EPA defines pesticide as any substance or mixture of substances intended for preventing, destroying, repelling or mitigating any pest. Pests can be insects, rodents and other animals, weeds, fungi, bacteria and viruses. The term pesticide refers to not just insecticides but also to herbicides, fungicides, and any other substances used to control pests. Plant regulators, defoliants, or desiccants are also classified as pesticides.
Movement Of Pesticides In The Environment
Use Of Required Personal Protective Equipment
Effects Of Exposure
Safe Handling of Pesticides
Management of Pesticide Spills
Control the spill: Before attempting to control a spill make sure that you have the required personal protective equipment as listed on the product label on. Having the right PPE on prevents your body from coming into contact with the spilt chemicals. Then, stop the source of the spill. Take immediate steps to control the release of the pesticide products being spilled. For example, if a pesticide container is damaged and leaking, put the damaged container into a larger container to prevent further release of the pesticide into the environment.
- Contain the spill: Prevent the spill from spreading and getting worse. As the leaking pesticides are being controlled, move quickly to keep the spilled material in as small an area as possible. If the spill is flowing toward a source of water, block it or redirect it.

# [ASSIGNMENT A]
Reproduce the pesticide passage word for word, starting with "- Contain the" and ending after "or redirect it.".
# [ASSIGNMENT B]
Carry on the pesticide passage from its last sentence.

# [DATA PROVIDED]
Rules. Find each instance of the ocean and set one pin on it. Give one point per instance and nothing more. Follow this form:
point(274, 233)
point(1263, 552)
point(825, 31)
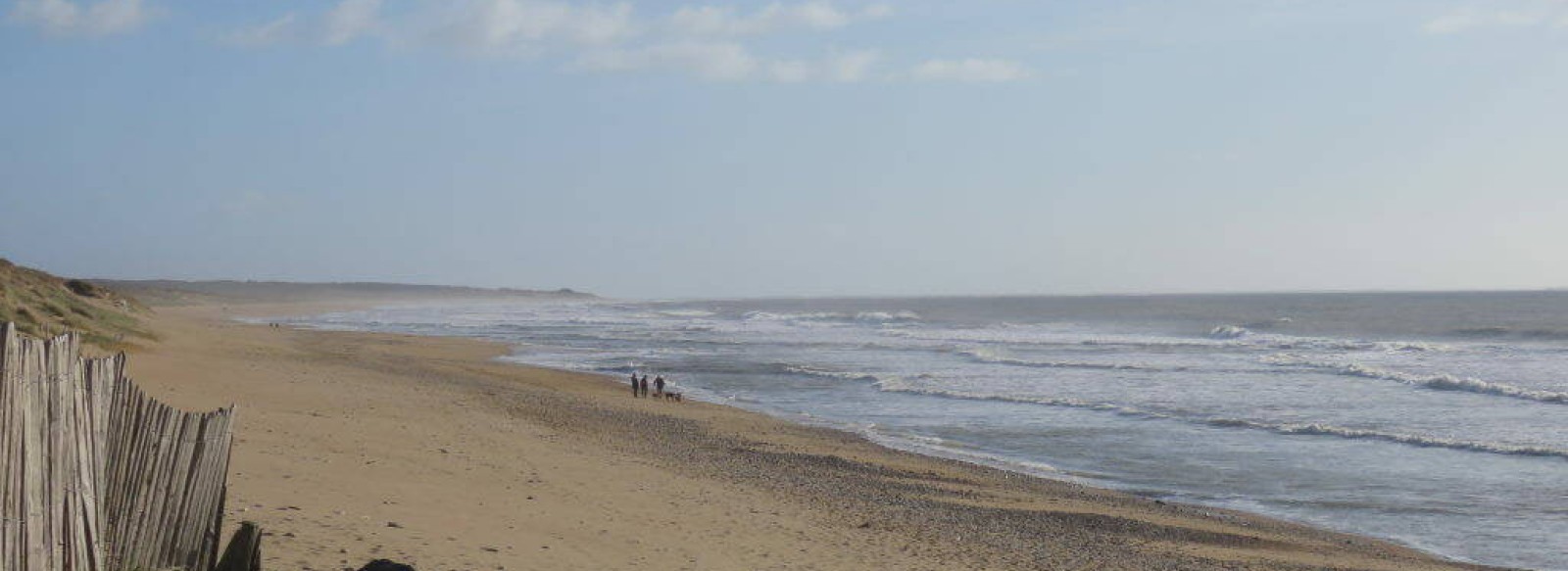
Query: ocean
point(1432, 419)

# [ANSWER AREA A]
- Contain the spill: Prevent the spill from spreading and getting worse. As the leaking pesticides are being controlled, move quickly to keep the spilled material in as small an area as possible. If the spill is flowing toward a source of water, block it or redirect it.

# [ANSWER AREA B]
- Clean up the spill: Dry pesticides can be swept up and reused if possible. For liquid spills items such as activated charcoal, absorptive clay, vermiculite, sawdust, or cat litter can be used to soak up the liquid. Do not hose down the site with water unless the spill is on a containment pad. Once the spill is contained, sweep up the pesticides and the spill control materials and place them in a steel or fiber glass drum lined with a heavy-duty plastic bag. The top 2-3 inches of soil saturated with the pesticides should also be removed and placed in the drum. Check the label for information on what is recommended for washing or further decontamination of the spill zone. If the materials are hazardous wastes they must be shipped to an incinerator or sanitary landfill approved for the disposal of hazardous wastes. Then decontaminate the equipment that was contaminated either because of the spill itself, or because of cleaning up the spill, or because of disposing the spilled pesticides. After cleaning up the equipment, decontaminate yourself by washing thoroughly with soap and water. Wash any part of your skin that may have been exposed to the pesticides, especially your hands, forearms, face and neck.